Pull out each line in the rows below that contains the string "background".

● **EXTRACTED DATA**
"""

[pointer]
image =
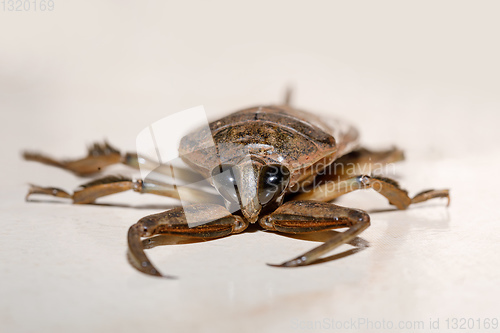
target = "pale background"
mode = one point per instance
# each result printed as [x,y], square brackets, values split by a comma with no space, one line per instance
[422,75]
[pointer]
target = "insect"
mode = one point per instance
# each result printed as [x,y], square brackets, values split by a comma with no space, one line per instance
[274,166]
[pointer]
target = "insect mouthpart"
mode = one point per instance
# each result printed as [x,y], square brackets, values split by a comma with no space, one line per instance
[249,186]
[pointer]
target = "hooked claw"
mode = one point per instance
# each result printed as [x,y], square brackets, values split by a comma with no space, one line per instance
[136,251]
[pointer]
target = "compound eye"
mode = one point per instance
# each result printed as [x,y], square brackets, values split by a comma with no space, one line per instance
[225,182]
[273,180]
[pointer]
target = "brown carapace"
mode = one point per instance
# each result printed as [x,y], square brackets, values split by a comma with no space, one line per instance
[275,166]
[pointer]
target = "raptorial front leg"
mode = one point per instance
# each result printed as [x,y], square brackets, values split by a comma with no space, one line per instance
[201,220]
[387,187]
[310,216]
[89,192]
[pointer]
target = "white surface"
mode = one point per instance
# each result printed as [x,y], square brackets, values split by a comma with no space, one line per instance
[422,76]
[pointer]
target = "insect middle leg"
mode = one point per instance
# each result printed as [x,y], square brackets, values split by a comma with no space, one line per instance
[349,173]
[309,216]
[89,192]
[102,155]
[387,187]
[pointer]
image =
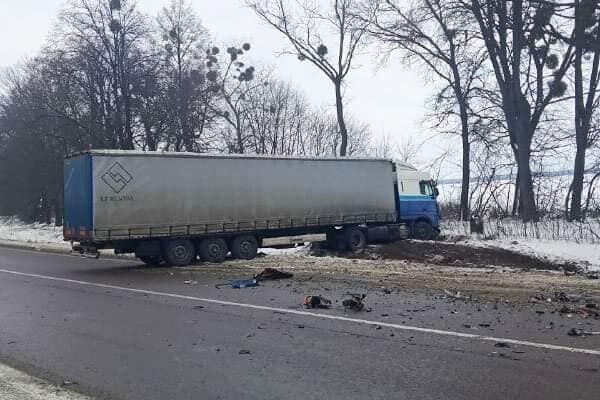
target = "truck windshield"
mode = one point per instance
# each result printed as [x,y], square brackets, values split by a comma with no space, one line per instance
[426,188]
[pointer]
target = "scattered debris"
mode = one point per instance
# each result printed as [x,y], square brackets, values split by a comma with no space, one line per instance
[593,275]
[239,283]
[561,297]
[581,332]
[437,259]
[585,310]
[316,302]
[355,302]
[272,274]
[456,296]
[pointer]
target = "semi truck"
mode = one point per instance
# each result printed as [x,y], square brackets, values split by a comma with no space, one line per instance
[173,208]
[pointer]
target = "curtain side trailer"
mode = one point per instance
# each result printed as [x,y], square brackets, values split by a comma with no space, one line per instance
[176,207]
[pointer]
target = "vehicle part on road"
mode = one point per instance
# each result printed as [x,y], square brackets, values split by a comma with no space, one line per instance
[316,302]
[239,283]
[179,252]
[356,240]
[355,302]
[213,250]
[423,230]
[244,283]
[244,247]
[272,274]
[151,261]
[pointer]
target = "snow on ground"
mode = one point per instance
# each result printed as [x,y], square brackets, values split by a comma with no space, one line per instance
[555,240]
[14,229]
[586,255]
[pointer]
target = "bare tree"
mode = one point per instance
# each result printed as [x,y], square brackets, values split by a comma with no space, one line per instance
[107,34]
[517,37]
[304,26]
[587,45]
[184,42]
[232,80]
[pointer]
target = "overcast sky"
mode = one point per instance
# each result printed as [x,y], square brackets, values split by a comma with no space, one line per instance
[391,100]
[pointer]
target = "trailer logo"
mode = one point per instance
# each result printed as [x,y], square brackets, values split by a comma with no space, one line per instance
[117,177]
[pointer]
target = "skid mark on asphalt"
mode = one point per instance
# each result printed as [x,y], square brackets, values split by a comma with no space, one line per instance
[16,385]
[315,315]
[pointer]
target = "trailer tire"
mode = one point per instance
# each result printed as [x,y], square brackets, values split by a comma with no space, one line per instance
[213,250]
[151,261]
[356,240]
[244,247]
[179,252]
[423,230]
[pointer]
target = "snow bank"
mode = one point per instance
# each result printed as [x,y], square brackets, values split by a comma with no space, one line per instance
[586,255]
[14,229]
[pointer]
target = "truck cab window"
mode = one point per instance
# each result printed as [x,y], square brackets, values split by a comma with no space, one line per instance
[426,188]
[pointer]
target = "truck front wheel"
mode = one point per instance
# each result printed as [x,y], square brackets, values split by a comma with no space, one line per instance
[244,247]
[179,252]
[356,240]
[213,250]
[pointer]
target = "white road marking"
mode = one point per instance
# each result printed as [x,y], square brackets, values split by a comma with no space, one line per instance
[109,257]
[17,385]
[315,315]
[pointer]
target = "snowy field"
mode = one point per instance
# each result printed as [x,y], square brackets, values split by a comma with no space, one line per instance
[13,229]
[555,240]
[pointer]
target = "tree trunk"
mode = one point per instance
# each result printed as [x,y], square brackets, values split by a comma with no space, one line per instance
[527,196]
[577,185]
[466,163]
[340,117]
[515,208]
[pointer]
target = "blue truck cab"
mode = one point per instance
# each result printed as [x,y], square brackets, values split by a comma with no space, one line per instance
[417,202]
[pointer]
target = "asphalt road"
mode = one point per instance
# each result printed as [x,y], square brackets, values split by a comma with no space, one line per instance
[119,331]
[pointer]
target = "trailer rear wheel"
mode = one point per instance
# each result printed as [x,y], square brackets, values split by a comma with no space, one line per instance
[244,247]
[213,250]
[151,261]
[179,252]
[356,240]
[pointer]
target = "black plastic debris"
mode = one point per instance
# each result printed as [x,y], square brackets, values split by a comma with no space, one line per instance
[355,302]
[272,274]
[239,283]
[316,302]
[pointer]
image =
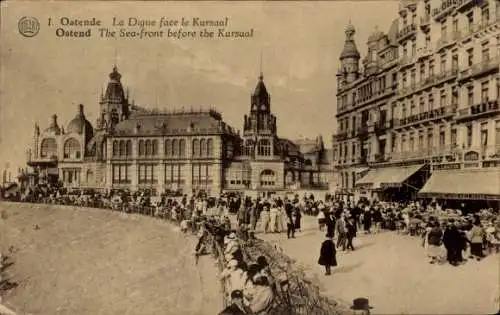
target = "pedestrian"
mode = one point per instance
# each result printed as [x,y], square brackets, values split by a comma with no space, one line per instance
[327,256]
[237,307]
[350,232]
[265,218]
[298,217]
[434,240]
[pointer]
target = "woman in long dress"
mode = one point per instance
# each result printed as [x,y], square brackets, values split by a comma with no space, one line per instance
[434,239]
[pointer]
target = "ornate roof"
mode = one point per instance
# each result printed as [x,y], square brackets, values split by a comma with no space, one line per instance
[80,124]
[260,96]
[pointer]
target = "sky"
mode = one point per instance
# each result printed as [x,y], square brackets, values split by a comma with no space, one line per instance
[299,42]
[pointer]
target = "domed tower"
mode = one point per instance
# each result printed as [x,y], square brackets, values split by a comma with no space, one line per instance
[349,58]
[259,128]
[114,103]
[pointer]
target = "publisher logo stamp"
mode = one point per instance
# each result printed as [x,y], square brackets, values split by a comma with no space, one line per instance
[28,26]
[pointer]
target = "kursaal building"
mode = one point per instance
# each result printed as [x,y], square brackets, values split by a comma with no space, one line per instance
[422,118]
[183,151]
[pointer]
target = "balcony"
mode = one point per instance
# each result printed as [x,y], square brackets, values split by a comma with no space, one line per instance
[46,160]
[463,5]
[482,109]
[480,69]
[427,116]
[446,7]
[406,32]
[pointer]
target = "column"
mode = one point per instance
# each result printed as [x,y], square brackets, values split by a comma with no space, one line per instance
[216,178]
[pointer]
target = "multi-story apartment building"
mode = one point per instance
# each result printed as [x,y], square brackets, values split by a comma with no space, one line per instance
[425,103]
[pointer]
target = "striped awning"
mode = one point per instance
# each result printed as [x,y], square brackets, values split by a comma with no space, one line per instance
[463,184]
[387,177]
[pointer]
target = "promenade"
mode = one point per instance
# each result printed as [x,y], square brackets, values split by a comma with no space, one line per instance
[92,261]
[392,271]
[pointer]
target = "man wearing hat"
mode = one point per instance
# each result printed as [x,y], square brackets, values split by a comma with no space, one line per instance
[361,306]
[236,307]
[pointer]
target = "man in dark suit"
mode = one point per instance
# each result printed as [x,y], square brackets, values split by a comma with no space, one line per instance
[236,307]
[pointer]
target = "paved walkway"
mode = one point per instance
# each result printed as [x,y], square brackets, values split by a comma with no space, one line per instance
[392,271]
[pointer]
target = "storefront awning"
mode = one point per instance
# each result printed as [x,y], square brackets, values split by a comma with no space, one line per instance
[463,184]
[387,177]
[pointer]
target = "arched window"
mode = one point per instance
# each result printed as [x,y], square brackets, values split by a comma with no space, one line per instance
[128,149]
[168,149]
[122,147]
[154,147]
[142,149]
[115,148]
[90,176]
[182,147]
[203,147]
[249,147]
[264,147]
[149,150]
[210,147]
[196,147]
[72,149]
[267,178]
[48,148]
[104,149]
[175,148]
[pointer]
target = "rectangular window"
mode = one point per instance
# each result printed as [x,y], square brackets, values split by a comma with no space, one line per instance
[454,62]
[443,63]
[441,137]
[470,95]
[470,21]
[442,99]
[455,25]
[485,14]
[485,91]
[484,134]
[485,52]
[454,140]
[443,29]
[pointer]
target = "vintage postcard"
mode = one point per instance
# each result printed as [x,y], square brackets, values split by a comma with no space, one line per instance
[250,157]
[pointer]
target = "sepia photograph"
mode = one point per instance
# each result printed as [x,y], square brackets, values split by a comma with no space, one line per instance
[250,157]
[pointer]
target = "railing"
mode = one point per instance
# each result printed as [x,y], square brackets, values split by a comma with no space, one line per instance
[481,109]
[406,31]
[480,68]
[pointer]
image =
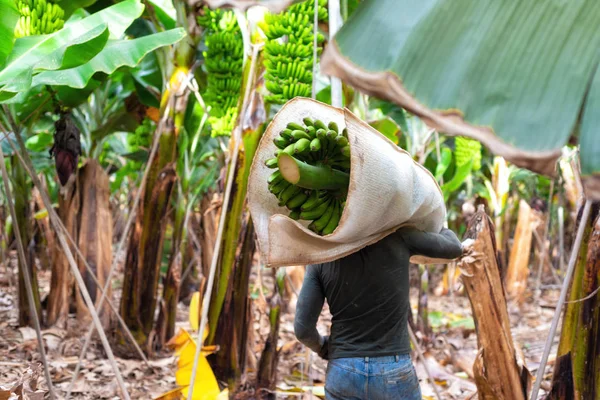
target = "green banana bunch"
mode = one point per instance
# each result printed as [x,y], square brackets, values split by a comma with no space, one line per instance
[467,149]
[38,17]
[223,59]
[289,50]
[322,153]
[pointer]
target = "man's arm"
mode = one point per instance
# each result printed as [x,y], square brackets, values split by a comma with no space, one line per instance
[435,245]
[308,309]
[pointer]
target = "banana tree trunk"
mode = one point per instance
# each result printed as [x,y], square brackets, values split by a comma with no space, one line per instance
[253,126]
[498,373]
[94,236]
[235,316]
[518,265]
[46,235]
[21,192]
[228,313]
[144,253]
[578,359]
[266,376]
[61,280]
[84,209]
[165,325]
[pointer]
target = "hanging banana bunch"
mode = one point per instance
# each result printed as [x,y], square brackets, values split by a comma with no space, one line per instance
[38,17]
[224,59]
[289,50]
[467,149]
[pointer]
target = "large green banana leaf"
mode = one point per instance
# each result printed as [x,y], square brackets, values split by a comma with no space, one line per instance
[116,54]
[519,76]
[77,43]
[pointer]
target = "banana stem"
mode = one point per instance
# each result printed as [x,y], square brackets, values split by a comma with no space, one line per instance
[309,176]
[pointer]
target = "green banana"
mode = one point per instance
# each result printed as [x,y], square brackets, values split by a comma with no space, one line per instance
[37,17]
[286,134]
[295,127]
[300,134]
[296,201]
[313,203]
[301,145]
[322,221]
[275,177]
[290,149]
[315,144]
[295,215]
[317,212]
[280,142]
[333,221]
[280,187]
[224,59]
[312,199]
[322,147]
[289,63]
[288,193]
[320,125]
[271,163]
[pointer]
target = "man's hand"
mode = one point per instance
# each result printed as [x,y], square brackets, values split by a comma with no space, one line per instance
[324,352]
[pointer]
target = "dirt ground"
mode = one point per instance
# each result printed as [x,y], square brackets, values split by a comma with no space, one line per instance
[449,351]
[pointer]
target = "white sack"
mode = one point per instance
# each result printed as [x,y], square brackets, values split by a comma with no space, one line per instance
[388,189]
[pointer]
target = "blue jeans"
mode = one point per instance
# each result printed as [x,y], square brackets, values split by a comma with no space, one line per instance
[372,378]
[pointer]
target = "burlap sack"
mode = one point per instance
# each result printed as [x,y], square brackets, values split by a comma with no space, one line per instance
[387,190]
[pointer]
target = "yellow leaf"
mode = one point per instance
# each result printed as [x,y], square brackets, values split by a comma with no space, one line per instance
[174,394]
[205,386]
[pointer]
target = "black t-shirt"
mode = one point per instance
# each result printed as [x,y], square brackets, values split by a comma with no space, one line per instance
[368,295]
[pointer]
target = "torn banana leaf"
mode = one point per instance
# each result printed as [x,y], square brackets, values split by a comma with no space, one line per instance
[520,77]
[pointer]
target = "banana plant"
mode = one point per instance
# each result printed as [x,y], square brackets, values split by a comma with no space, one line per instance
[86,45]
[462,68]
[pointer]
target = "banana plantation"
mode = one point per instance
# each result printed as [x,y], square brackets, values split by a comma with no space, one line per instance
[189,187]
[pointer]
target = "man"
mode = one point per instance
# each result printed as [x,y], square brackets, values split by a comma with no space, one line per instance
[368,296]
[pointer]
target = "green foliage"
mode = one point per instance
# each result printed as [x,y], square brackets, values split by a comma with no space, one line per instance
[142,137]
[467,149]
[224,61]
[289,50]
[9,16]
[72,55]
[38,17]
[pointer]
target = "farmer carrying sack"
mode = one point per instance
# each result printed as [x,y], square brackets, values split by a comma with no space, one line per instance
[387,190]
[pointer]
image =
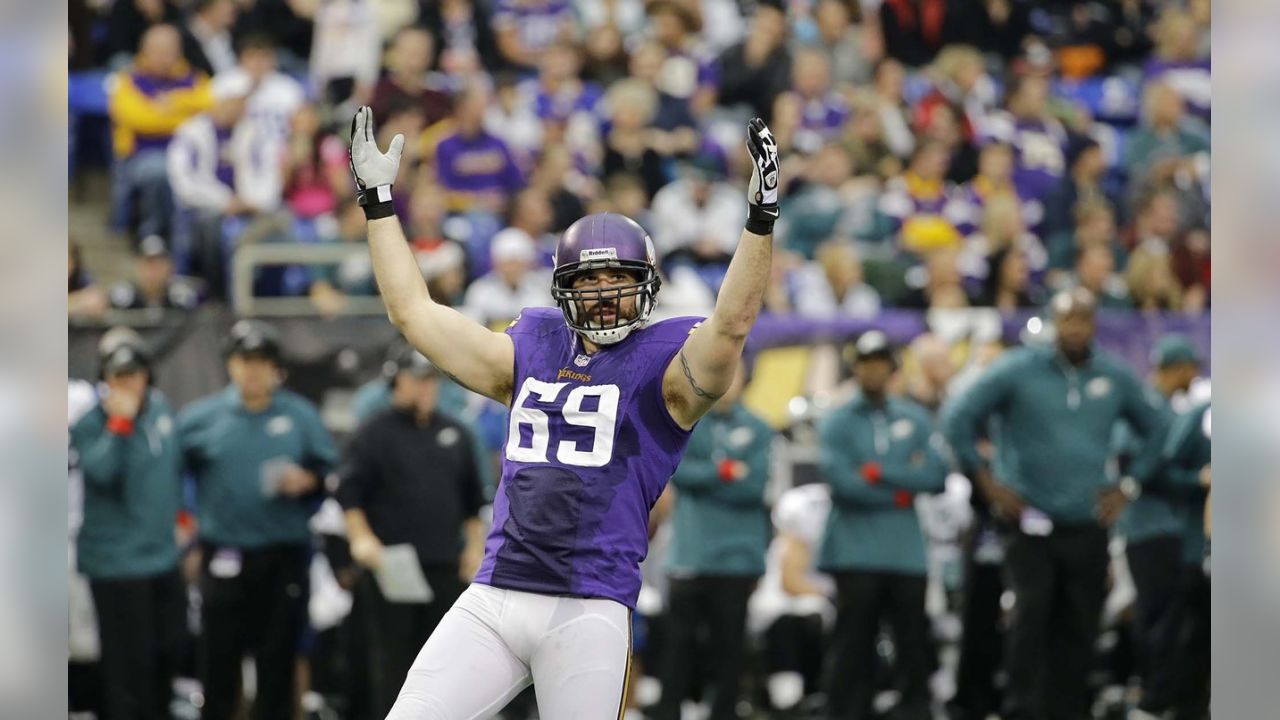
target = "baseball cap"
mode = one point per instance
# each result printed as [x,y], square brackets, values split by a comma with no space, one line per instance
[874,343]
[1174,349]
[152,246]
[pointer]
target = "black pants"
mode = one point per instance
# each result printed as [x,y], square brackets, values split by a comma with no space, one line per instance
[397,630]
[1156,565]
[717,605]
[140,625]
[1192,656]
[259,610]
[863,600]
[981,645]
[1060,583]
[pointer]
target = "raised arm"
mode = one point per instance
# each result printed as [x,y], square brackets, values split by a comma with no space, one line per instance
[475,356]
[704,367]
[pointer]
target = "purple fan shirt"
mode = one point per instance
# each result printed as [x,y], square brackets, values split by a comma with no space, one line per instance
[589,449]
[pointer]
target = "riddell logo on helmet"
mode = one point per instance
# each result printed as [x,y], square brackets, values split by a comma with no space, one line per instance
[598,254]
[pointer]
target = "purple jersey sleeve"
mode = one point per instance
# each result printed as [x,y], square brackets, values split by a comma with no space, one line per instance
[589,449]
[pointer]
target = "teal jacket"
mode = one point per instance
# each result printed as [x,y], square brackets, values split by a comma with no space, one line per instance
[232,454]
[871,527]
[722,528]
[132,493]
[1054,425]
[375,396]
[1188,450]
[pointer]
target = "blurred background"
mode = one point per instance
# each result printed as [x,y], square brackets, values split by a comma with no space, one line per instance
[947,168]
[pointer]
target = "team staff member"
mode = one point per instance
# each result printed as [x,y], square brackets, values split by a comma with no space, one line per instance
[1152,525]
[1057,408]
[131,461]
[877,452]
[410,477]
[721,533]
[259,454]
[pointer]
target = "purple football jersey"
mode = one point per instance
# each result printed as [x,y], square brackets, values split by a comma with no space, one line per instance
[589,449]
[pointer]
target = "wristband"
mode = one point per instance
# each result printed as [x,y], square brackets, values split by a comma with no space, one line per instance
[727,470]
[119,425]
[759,218]
[872,473]
[903,499]
[376,201]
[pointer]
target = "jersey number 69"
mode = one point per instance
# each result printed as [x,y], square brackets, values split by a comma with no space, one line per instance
[602,420]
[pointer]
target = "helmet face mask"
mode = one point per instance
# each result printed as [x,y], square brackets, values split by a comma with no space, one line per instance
[600,242]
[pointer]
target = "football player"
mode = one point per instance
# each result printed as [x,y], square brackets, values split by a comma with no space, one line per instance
[602,405]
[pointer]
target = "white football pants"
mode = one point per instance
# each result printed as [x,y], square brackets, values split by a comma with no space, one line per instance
[494,642]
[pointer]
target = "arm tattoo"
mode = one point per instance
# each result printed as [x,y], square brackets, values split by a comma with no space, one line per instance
[689,376]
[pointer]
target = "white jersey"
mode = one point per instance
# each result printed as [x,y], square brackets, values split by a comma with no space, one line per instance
[800,514]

"""

● **REPLY TO THE EXERCISE**
target = "pale background"
target = "blurred background"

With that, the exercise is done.